## TASK TO COMPLETE
How many lines in the records below contain the string "building", with case counting? Give only the number.

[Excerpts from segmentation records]
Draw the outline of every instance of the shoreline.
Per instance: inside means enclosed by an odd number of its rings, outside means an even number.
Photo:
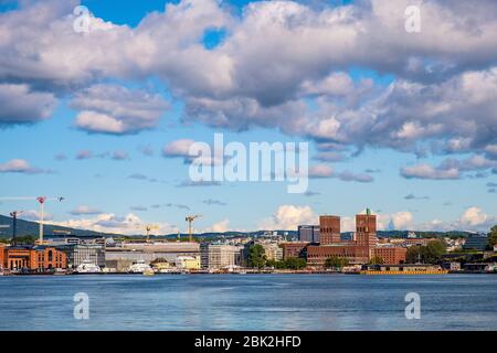
[[[360,272],[341,272],[341,271],[246,271],[246,272],[209,272],[209,271],[171,271],[171,272],[157,272],[154,275],[145,275],[141,272],[71,272],[71,274],[51,274],[51,272],[40,272],[40,274],[3,274],[0,275],[0,279],[2,277],[34,277],[34,276],[144,276],[144,277],[154,277],[154,276],[163,276],[163,275],[357,275],[362,277],[371,277],[371,276],[441,276],[441,275],[497,275],[497,271],[443,271],[443,272],[376,272],[376,274],[360,274]]]

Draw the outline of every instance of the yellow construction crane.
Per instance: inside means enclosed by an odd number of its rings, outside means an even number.
[[[194,214],[194,215],[189,215],[187,217],[184,217],[184,221],[188,222],[188,239],[189,242],[193,242],[193,238],[191,236],[191,224],[194,220],[200,218],[202,215],[201,214]]]

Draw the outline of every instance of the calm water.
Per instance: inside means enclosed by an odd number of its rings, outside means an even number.
[[[420,320],[404,315],[411,291]],[[73,317],[76,292],[89,320]],[[0,277],[0,330],[497,330],[497,276]]]

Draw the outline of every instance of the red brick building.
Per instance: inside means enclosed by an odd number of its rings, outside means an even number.
[[[43,271],[52,268],[66,268],[65,253],[49,246],[11,246],[6,247],[2,259],[3,268]]]
[[[288,257],[306,257],[307,253],[307,242],[292,242],[292,243],[283,243],[283,259],[287,259]]]
[[[340,239],[340,217],[319,217],[321,243],[307,247],[307,264],[321,267],[329,257],[346,258],[350,264],[366,264],[373,255],[377,245],[377,216],[368,210],[356,215],[356,237],[353,240]]]
[[[382,246],[373,249],[373,257],[381,258],[383,264],[399,265],[404,264],[408,256],[408,249],[400,246]]]
[[[4,268],[6,263],[6,246],[0,245],[0,269]]]
[[[340,243],[340,217],[319,216],[319,232],[321,245]]]

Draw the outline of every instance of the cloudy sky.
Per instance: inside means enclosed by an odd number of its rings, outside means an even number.
[[[76,31],[78,6],[91,11]],[[421,31],[405,30],[420,9]],[[497,223],[495,0],[0,0],[0,195],[105,232]],[[76,22],[75,22],[76,21]],[[309,189],[192,183],[193,141],[309,142]],[[0,200],[0,213],[35,201]]]

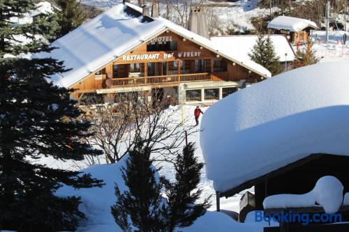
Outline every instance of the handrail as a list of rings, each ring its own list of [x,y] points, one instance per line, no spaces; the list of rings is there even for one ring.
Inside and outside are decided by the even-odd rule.
[[[212,80],[212,75],[209,72],[177,74],[165,76],[114,78],[112,86],[161,85],[211,80]]]

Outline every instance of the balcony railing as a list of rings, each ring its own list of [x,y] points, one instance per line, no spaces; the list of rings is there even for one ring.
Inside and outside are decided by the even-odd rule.
[[[209,72],[194,74],[179,74],[167,76],[128,77],[112,79],[112,87],[135,86],[144,85],[161,85],[179,84],[181,82],[194,82],[211,81],[212,75]]]

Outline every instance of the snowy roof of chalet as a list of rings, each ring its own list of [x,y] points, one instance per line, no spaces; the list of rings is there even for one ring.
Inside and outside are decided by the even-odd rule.
[[[36,4],[37,8],[29,12],[30,17],[34,17],[40,14],[53,13],[54,6],[48,1],[40,1]]]
[[[143,18],[141,13],[142,8],[128,3],[117,5],[54,41],[52,46],[59,49],[51,54],[36,56],[64,61],[66,68],[72,70],[52,77],[52,80],[55,84],[68,87],[144,42],[170,30],[259,75],[271,76],[262,66],[221,51],[205,38],[161,17]]]
[[[265,38],[270,37],[274,46],[274,51],[280,61],[292,61],[295,59],[295,52],[290,45],[287,38],[282,35],[265,35]],[[228,36],[211,37],[211,40],[217,45],[225,48],[230,53],[239,54],[245,59],[251,59],[248,54],[252,52],[253,45],[257,42],[258,36]],[[285,54],[287,54],[285,57]]]
[[[312,21],[289,16],[278,16],[268,24],[268,28],[290,31],[302,31],[309,26],[314,29],[318,29],[316,24]]]
[[[349,155],[348,63],[322,63],[251,85],[205,112],[200,144],[216,191],[314,153]]]

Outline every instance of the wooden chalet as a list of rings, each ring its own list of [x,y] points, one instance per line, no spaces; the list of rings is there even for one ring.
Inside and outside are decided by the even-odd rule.
[[[306,42],[311,30],[319,29],[312,21],[288,16],[276,17],[269,22],[268,28],[294,43]]]
[[[59,49],[48,56],[71,70],[52,77],[53,82],[74,88],[75,100],[95,95],[103,102],[124,92],[157,89],[163,98],[198,103],[218,100],[246,82],[270,77],[258,64],[159,17],[156,5],[152,11],[151,17],[147,6],[117,5],[54,42]],[[192,17],[200,13],[194,11]]]

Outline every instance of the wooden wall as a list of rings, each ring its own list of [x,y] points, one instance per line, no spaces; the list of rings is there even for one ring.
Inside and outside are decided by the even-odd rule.
[[[101,89],[105,88],[105,79],[107,77],[113,77],[113,64],[119,65],[118,70],[118,77],[128,77],[129,72],[129,63],[142,63],[142,70],[144,70],[145,75],[147,73],[147,63],[149,62],[161,62],[161,61],[179,61],[179,66],[181,65],[180,61],[181,60],[188,61],[192,60],[189,62],[184,62],[185,69],[189,70],[191,73],[194,73],[194,59],[205,59],[205,65],[207,66],[206,72],[209,72],[210,70],[213,70],[213,59],[217,57],[216,54],[197,45],[188,40],[184,40],[183,38],[177,35],[171,31],[165,32],[158,37],[163,36],[170,36],[172,40],[177,41],[177,51],[169,51],[169,52],[147,52],[147,43],[144,42],[142,44],[138,47],[135,48],[134,50],[125,54],[125,56],[134,56],[134,55],[141,55],[141,54],[158,54],[159,59],[156,60],[135,60],[135,61],[125,61],[124,56],[118,57],[112,62],[108,63],[105,67],[105,73],[103,76],[103,79],[96,79],[95,78],[95,73],[91,73],[90,75],[83,79],[78,83],[74,84],[71,88],[77,89],[78,93],[89,93],[94,92],[96,89]],[[184,52],[191,52],[194,53],[190,54],[189,57],[184,57]],[[197,54],[200,52],[200,56],[191,56]],[[164,56],[164,55],[165,55]],[[233,62],[226,59],[227,62],[227,72],[214,72],[214,81],[239,81],[240,79],[246,79],[248,82],[256,82],[260,80],[260,77],[255,73],[248,72],[248,70],[244,67],[235,63],[233,65]],[[173,68],[173,63],[168,63],[169,64],[169,70]],[[172,65],[172,66],[171,66]],[[183,69],[183,67],[181,68]],[[98,71],[98,70],[94,70]],[[160,72],[161,73],[161,72]],[[73,94],[75,97],[77,96],[77,93]]]

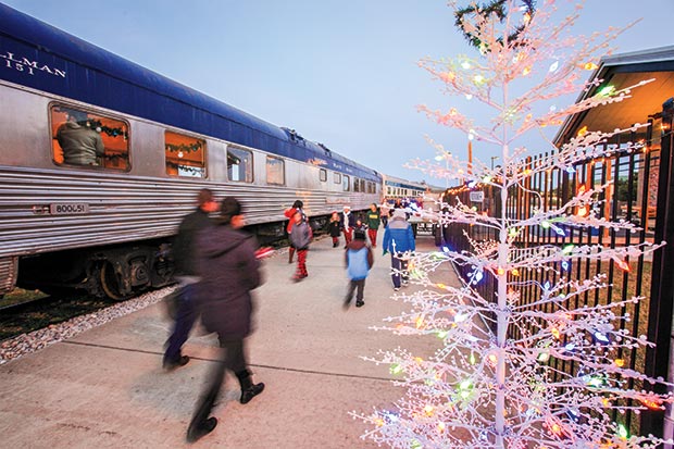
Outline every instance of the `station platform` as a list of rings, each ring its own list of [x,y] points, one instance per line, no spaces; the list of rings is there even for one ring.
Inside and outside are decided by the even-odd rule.
[[[420,235],[416,245],[417,251],[435,250],[432,236]],[[349,413],[390,407],[404,390],[390,382],[387,365],[361,357],[397,347],[427,357],[439,340],[370,328],[410,310],[391,299],[390,257],[379,246],[373,251],[365,305],[355,308],[353,300],[348,310],[342,245],[333,248],[329,237],[312,244],[309,277],[301,283],[290,280],[295,264],[285,250],[263,262],[265,284],[254,291],[255,332],[247,345],[253,379],[266,388],[242,406],[228,374],[213,410],[219,425],[199,441],[188,445],[185,435],[216,360],[216,338],[195,328],[183,348],[190,362],[163,371],[171,322],[163,304],[154,303],[0,365],[0,447],[377,447],[361,439],[369,426]],[[436,276],[459,286],[449,264]],[[416,288],[411,284],[398,294]]]

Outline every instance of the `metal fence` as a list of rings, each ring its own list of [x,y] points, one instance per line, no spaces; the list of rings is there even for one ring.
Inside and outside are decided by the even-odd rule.
[[[560,235],[552,228],[535,227],[520,234],[515,246],[532,248],[541,245],[565,246],[599,245],[608,248],[626,247],[646,241],[660,242],[667,240],[674,244],[674,184],[672,183],[672,111],[665,103],[663,111],[649,116],[650,126],[645,136],[616,135],[603,145],[615,150],[610,158],[586,160],[577,163],[574,170],[549,169],[536,172],[548,154],[533,157],[526,161],[524,170],[535,173],[523,186],[509,191],[509,200],[500,204],[500,190],[489,186],[476,186],[472,190],[482,189],[485,200],[473,203],[482,208],[490,216],[501,216],[502,208],[508,220],[525,220],[534,210],[552,210],[566,203],[583,189],[600,188],[599,203],[594,210],[597,216],[611,221],[627,221],[641,229],[636,233],[609,228],[584,228],[567,226]],[[642,147],[638,151],[626,150],[626,142],[638,141]],[[609,183],[610,182],[610,183]],[[464,204],[471,204],[470,190],[460,186],[448,189],[447,201],[457,198]],[[583,214],[588,211],[574,211]],[[444,229],[444,239],[453,250],[467,250],[470,239],[498,239],[496,232],[478,225],[452,224]],[[573,303],[564,304],[572,309],[584,304],[597,305],[625,301],[633,296],[644,297],[638,303],[622,305],[622,315],[628,314],[629,321],[617,321],[616,327],[627,329],[633,336],[648,336],[656,344],[654,348],[621,349],[615,354],[616,361],[624,367],[635,369],[650,377],[670,378],[669,352],[672,329],[672,302],[674,291],[674,245],[665,246],[647,257],[627,260],[620,266],[616,262],[578,261],[567,267],[565,277],[570,279],[587,279],[596,274],[607,276],[607,288],[585,292],[575,297]],[[473,271],[470,266],[457,266],[464,279]],[[547,280],[554,284],[554,271],[532,266],[514,274],[509,273],[510,282],[517,282],[520,303],[533,304],[540,290],[534,284],[542,285]],[[528,282],[528,283],[527,283]],[[485,282],[475,288],[485,299],[496,302],[497,280],[485,273]],[[534,307],[534,305],[532,305]],[[540,324],[540,323],[538,323]],[[521,337],[521,329],[514,326],[509,329],[513,338]],[[576,375],[579,366],[571,361],[551,358],[547,363],[554,370]],[[639,381],[640,382],[640,381]],[[637,381],[629,381],[627,387],[641,389]],[[646,387],[646,386],[645,386]],[[648,388],[651,388],[649,385]],[[629,402],[623,403],[631,406]],[[663,422],[662,411],[646,413],[614,412],[614,421],[625,425],[632,434],[671,435],[665,429],[669,422]],[[669,432],[669,434],[667,434]]]

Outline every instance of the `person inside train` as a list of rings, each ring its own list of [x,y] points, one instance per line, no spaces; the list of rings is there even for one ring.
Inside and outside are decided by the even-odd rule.
[[[197,202],[197,209],[183,219],[173,242],[175,277],[179,287],[176,297],[175,322],[166,340],[166,350],[162,363],[166,371],[186,365],[189,362],[189,356],[183,356],[180,351],[198,316],[196,307],[196,288],[199,282],[197,235],[211,226],[212,221],[209,213],[215,212],[220,207],[213,192],[208,188],[199,190]]]
[[[75,165],[100,165],[105,152],[101,135],[87,125],[87,114],[66,110],[67,121],[59,126],[57,140],[63,150],[63,162]]]

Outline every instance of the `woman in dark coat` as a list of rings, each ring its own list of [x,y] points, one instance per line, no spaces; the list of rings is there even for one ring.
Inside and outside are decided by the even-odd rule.
[[[217,224],[199,235],[197,263],[201,276],[198,287],[201,322],[207,330],[217,333],[222,358],[187,429],[190,442],[217,425],[214,416],[208,416],[217,400],[225,370],[239,379],[241,403],[249,402],[264,389],[264,384],[252,383],[244,346],[244,338],[251,332],[250,291],[262,284],[260,261],[255,258],[257,244],[252,236],[239,230],[245,219],[235,198],[223,200],[221,215]]]

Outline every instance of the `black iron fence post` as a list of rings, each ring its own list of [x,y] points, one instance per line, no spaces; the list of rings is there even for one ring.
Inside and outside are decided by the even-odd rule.
[[[672,379],[670,347],[672,342],[672,303],[674,297],[674,183],[672,182],[672,119],[674,98],[662,105],[662,138],[658,177],[658,213],[656,217],[656,242],[667,245],[653,253],[648,339],[656,344],[646,352],[646,374],[650,377]],[[657,129],[652,129],[653,135]],[[648,179],[645,179],[646,182]],[[664,392],[663,386],[657,390]],[[671,438],[674,435],[672,410],[649,411],[641,414],[641,435]]]

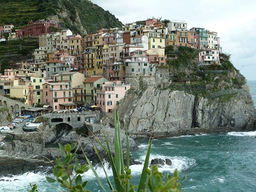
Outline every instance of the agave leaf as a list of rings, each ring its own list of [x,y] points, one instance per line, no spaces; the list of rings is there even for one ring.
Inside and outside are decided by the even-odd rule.
[[[108,181],[108,184],[109,186],[109,188],[110,188],[110,189],[111,190],[113,190],[114,188],[113,187],[113,186],[111,184],[111,182],[110,181],[109,177],[108,177],[107,172],[106,171],[106,169],[104,168],[104,165],[103,164],[102,161],[101,160],[100,156],[100,154],[99,153],[98,149],[97,148],[97,147],[94,145],[93,145],[93,147],[94,147],[94,150],[95,150],[95,152],[96,152],[96,154],[97,154],[97,155],[98,156],[98,158],[99,158],[99,161],[100,161],[100,164],[102,166],[102,168],[103,168],[103,170],[104,172],[104,173],[105,173],[105,175],[106,175],[106,178],[107,179],[107,181]]]
[[[122,190],[122,189],[122,189],[122,187],[121,184],[119,180],[120,175],[118,175],[118,172],[116,170],[116,165],[115,163],[115,161],[116,159],[114,159],[114,157],[112,156],[111,151],[110,147],[109,147],[109,144],[108,143],[108,140],[107,138],[107,136],[106,135],[106,133],[104,131],[104,129],[102,129],[102,131],[103,131],[103,134],[105,137],[106,143],[107,145],[107,148],[108,148],[107,152],[108,154],[108,156],[109,156],[109,160],[110,160],[110,164],[111,165],[111,169],[112,169],[113,176],[114,178],[115,186],[116,186],[117,191],[120,191],[120,190]],[[118,190],[118,189],[119,189],[119,190]]]
[[[144,190],[146,186],[147,176],[147,173],[146,172],[146,168],[148,167],[149,156],[150,155],[151,145],[152,142],[153,140],[152,140],[148,144],[148,150],[147,152],[147,155],[145,159],[143,169],[142,170],[140,180],[140,184],[138,188],[138,191],[140,191],[141,190]]]
[[[82,177],[80,175],[78,175],[76,178],[76,185],[81,185],[82,184]]]
[[[60,143],[58,143],[58,144],[59,144],[60,150],[61,152],[62,155],[63,156],[63,157],[66,157],[66,152],[65,152],[63,146]]]
[[[79,141],[79,140],[78,140],[78,141]],[[99,182],[99,184],[100,184],[101,188],[102,188],[104,191],[107,191],[107,190],[106,190],[104,186],[103,186],[103,184],[102,184],[102,182],[101,182],[100,179],[99,178],[99,177],[98,174],[97,173],[95,170],[94,169],[93,166],[92,166],[91,161],[90,161],[90,159],[88,159],[88,157],[87,157],[87,156],[86,156],[86,154],[84,153],[84,150],[83,150],[83,148],[82,148],[82,151],[83,151],[83,153],[84,154],[84,156],[85,158],[86,159],[87,163],[88,163],[88,164],[90,168],[91,168],[92,171],[93,173],[93,175],[95,176],[97,180],[98,180],[98,182]]]
[[[73,143],[71,144],[71,145],[70,145],[70,147],[71,147],[70,148],[70,151],[75,148],[75,147],[76,146],[76,144],[77,144],[76,143]]]
[[[69,143],[65,145],[65,152],[70,152],[71,150],[71,146]]]
[[[68,164],[70,161],[70,160],[71,160],[71,156],[70,155],[67,156],[63,160],[63,164]]]
[[[125,134],[126,134],[126,168],[128,170],[130,169],[130,145],[129,144],[129,138],[128,138],[128,131],[127,126],[126,124],[125,127]],[[126,191],[128,191],[130,186],[130,180],[128,180],[126,184]]]
[[[162,190],[165,191],[167,189],[172,189],[174,188],[175,184],[176,184],[176,177],[172,177],[165,184]]]

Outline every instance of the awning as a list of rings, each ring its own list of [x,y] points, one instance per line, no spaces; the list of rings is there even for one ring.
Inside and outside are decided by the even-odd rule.
[[[60,104],[60,105],[64,106],[76,106],[77,104],[74,102],[70,102],[70,103],[61,103],[61,104]]]
[[[98,106],[91,106],[91,108],[98,108]]]

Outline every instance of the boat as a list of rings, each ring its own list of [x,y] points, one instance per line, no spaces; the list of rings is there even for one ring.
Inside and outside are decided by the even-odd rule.
[[[3,126],[3,127],[2,127],[0,129],[0,132],[1,133],[13,132],[13,130],[12,130],[12,129],[10,128],[8,126]]]
[[[22,122],[23,121],[24,121],[24,119],[23,119],[23,118],[15,118],[15,119],[13,119],[13,120],[12,120],[13,122],[18,123],[18,124],[19,124],[19,123],[20,123],[20,122]]]
[[[36,131],[37,128],[42,124],[40,123],[26,123],[22,127],[24,131]]]

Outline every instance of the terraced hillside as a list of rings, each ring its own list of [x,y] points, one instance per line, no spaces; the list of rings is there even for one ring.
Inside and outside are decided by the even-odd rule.
[[[20,28],[40,19],[58,20],[61,28],[86,35],[121,27],[115,15],[88,0],[1,0],[0,25]]]

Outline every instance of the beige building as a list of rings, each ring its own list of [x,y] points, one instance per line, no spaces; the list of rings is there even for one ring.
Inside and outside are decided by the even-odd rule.
[[[68,83],[69,87],[74,88],[83,84],[84,75],[77,72],[68,72],[56,74],[54,79],[55,81]]]

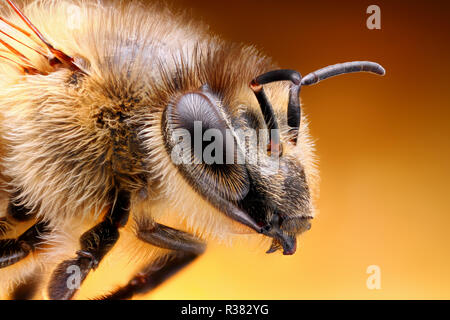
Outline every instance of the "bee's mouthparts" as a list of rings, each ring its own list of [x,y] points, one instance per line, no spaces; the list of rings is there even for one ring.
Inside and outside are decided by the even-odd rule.
[[[283,249],[284,255],[292,255],[297,250],[297,238],[295,234],[281,230],[278,216],[274,216],[272,223],[264,228],[263,234],[273,238],[272,245],[266,253],[273,253]]]

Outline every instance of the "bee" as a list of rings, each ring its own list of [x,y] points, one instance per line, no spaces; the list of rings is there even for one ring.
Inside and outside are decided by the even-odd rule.
[[[145,259],[104,299],[148,292],[236,233],[294,254],[318,192],[300,89],[360,71],[385,73],[302,77],[158,5],[4,1],[2,294],[72,299],[116,247]]]

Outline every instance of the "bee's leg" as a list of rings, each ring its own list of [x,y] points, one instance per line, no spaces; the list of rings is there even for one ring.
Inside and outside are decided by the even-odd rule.
[[[149,292],[187,266],[205,251],[205,244],[193,235],[155,224],[150,230],[139,230],[138,238],[154,246],[174,250],[161,267],[146,266],[127,285],[102,297],[107,300],[131,299],[135,294]]]
[[[77,257],[61,262],[53,271],[48,287],[50,299],[67,300],[75,295],[89,272],[97,268],[119,239],[119,228],[127,223],[129,206],[129,192],[120,191],[103,221],[81,236]]]
[[[11,224],[6,217],[0,218],[0,237],[6,235],[11,230]]]
[[[50,232],[45,222],[38,222],[17,239],[0,240],[0,268],[8,267],[28,256],[43,241],[40,236]]]
[[[24,206],[17,206],[11,201],[6,209],[6,216],[0,218],[0,237],[5,236],[17,223],[29,221],[34,218],[34,214]]]

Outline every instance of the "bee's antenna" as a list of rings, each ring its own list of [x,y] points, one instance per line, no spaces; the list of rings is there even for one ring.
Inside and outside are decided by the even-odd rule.
[[[291,81],[292,85],[289,90],[289,103],[288,103],[288,125],[292,128],[293,131],[297,132],[298,127],[300,125],[301,118],[301,110],[300,110],[300,88],[301,88],[301,80],[302,76],[295,70],[289,69],[281,69],[281,70],[273,70],[262,75],[259,75],[250,83],[250,87],[253,92],[255,92],[256,98],[261,106],[261,111],[264,115],[264,120],[266,121],[269,129],[271,129],[269,125],[269,120],[275,123],[276,128],[278,129],[278,124],[276,123],[276,119],[273,113],[272,106],[270,102],[267,100],[267,97],[263,91],[262,85],[275,82],[275,81]],[[270,107],[270,108],[269,108]],[[278,130],[276,130],[278,132]],[[279,139],[279,137],[278,137]],[[272,139],[271,139],[272,140]],[[297,133],[295,133],[294,143],[297,142]],[[279,140],[278,140],[279,141]]]
[[[316,84],[327,78],[352,72],[371,72],[384,76],[386,71],[378,63],[371,61],[352,61],[334,64],[317,71],[311,72],[302,79],[303,86]]]
[[[255,94],[256,99],[258,100],[261,112],[264,116],[264,121],[266,122],[267,128],[269,129],[270,144],[268,148],[270,148],[269,150],[271,152],[278,153],[280,148],[280,134],[278,130],[279,129],[278,122],[275,117],[272,104],[267,98],[262,83],[258,81],[259,80],[258,78],[259,77],[252,80],[252,82],[250,83],[250,88],[253,90],[253,93]]]
[[[261,111],[264,115],[267,125],[270,127],[270,123],[273,123],[273,128],[278,129],[276,119],[273,113],[273,108],[263,91],[262,85],[274,81],[291,81],[291,88],[289,90],[289,102],[288,102],[288,114],[287,123],[291,127],[291,132],[294,136],[291,141],[296,144],[298,138],[298,128],[300,127],[301,120],[301,108],[300,108],[300,89],[301,86],[308,86],[316,84],[322,80],[330,77],[334,77],[340,74],[352,73],[352,72],[371,72],[383,76],[386,71],[378,63],[371,61],[353,61],[338,63],[332,66],[328,66],[317,71],[311,72],[302,78],[300,73],[295,70],[281,69],[264,73],[250,83],[250,87],[258,99],[261,106]]]

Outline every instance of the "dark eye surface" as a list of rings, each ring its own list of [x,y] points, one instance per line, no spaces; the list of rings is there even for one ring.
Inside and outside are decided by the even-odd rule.
[[[172,160],[197,190],[237,201],[248,193],[249,178],[245,166],[237,163],[237,144],[219,103],[200,91],[175,100],[166,109],[166,143]],[[182,161],[175,161],[180,154]]]

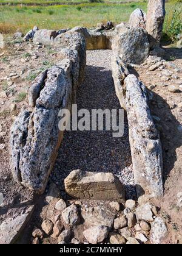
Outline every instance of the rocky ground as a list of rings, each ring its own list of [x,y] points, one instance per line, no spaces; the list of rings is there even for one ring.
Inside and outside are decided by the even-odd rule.
[[[101,201],[99,204],[94,201],[75,202],[62,193],[63,179],[73,169],[81,168],[113,172],[127,188],[128,197],[135,196],[126,119],[124,137],[119,139],[113,139],[110,132],[107,134],[89,132],[83,133],[82,136],[80,132],[66,132],[46,193],[40,198],[13,181],[8,165],[10,126],[21,108],[27,105],[26,93],[31,80],[56,59],[56,50],[49,47],[33,46],[31,43],[15,43],[0,53],[0,193],[4,195],[4,207],[0,207],[0,223],[8,218],[24,214],[27,205],[34,200],[39,202],[38,207],[19,243],[87,243],[93,242],[90,240],[93,238],[95,239],[94,242],[99,243],[125,243],[132,241],[147,243],[157,239],[156,233],[153,235],[153,226],[161,225],[163,234],[166,232],[161,217],[166,221],[169,230],[167,238],[163,242],[182,243],[181,50],[166,48],[164,58],[167,62],[150,58],[145,65],[131,69],[150,92],[152,113],[160,132],[163,148],[164,197],[151,202],[157,208],[152,207],[152,204],[147,206],[146,215],[150,215],[145,219],[137,215],[138,205],[133,201],[135,205],[130,208],[127,203],[119,205],[110,202]],[[87,52],[86,79],[77,96],[79,108],[119,107],[111,77],[110,52],[109,50]],[[65,202],[61,200],[58,204],[60,190]],[[69,205],[70,208],[66,208]],[[70,211],[72,219],[68,219]],[[116,220],[119,217],[122,218],[122,221]],[[90,238],[89,229],[93,229],[92,223],[96,219],[99,225],[109,227],[91,230],[92,233],[94,232],[99,235]],[[120,226],[117,226],[117,221]],[[113,223],[113,227],[110,228]],[[70,226],[72,232],[69,231]],[[133,240],[129,239],[130,237]]]

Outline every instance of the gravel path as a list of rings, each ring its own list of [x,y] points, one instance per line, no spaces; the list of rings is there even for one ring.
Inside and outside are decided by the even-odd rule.
[[[87,52],[85,80],[77,92],[78,110],[119,109],[110,70],[111,51]],[[63,190],[63,180],[73,169],[112,172],[126,185],[127,196],[135,196],[128,126],[124,135],[113,138],[112,131],[67,131],[59,150],[52,178]]]

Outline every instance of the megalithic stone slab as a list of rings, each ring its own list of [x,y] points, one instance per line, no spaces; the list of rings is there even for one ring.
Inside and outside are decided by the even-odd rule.
[[[73,198],[112,200],[124,203],[124,188],[111,172],[74,170],[64,180],[65,189]]]
[[[165,15],[165,0],[149,1],[146,30],[152,49],[160,45]]]
[[[162,148],[150,115],[146,87],[130,74],[124,80],[129,141],[138,197],[163,194]]]

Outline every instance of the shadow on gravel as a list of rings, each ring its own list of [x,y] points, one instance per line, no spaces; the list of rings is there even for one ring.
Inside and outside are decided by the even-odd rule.
[[[78,110],[121,108],[110,70],[87,66],[85,80],[77,92]],[[64,179],[73,169],[111,172],[126,185],[127,196],[135,196],[127,118],[124,134],[113,138],[112,131],[67,131],[59,148],[52,179],[64,193]]]

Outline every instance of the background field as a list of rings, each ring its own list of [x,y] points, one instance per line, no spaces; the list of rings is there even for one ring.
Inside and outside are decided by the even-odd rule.
[[[39,29],[60,29],[75,26],[93,27],[98,23],[104,23],[109,20],[114,23],[127,22],[130,13],[136,8],[147,10],[146,1],[131,2],[129,0],[103,0],[106,2],[109,1],[110,2],[89,2],[90,1],[96,0],[0,0],[0,3],[32,3],[32,5],[0,5],[0,32],[12,34],[21,31],[25,33],[35,25]],[[129,2],[126,2],[127,1]],[[58,2],[72,2],[73,4],[50,4]],[[84,3],[78,4],[80,2]],[[177,2],[178,4],[176,4]],[[33,2],[46,2],[49,5],[35,5],[32,4]],[[181,0],[171,0],[166,2],[164,32],[166,38],[172,41],[175,40],[178,34],[181,32]]]

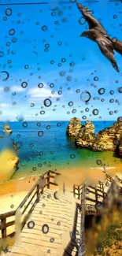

## RESULT OF THIS TASK
2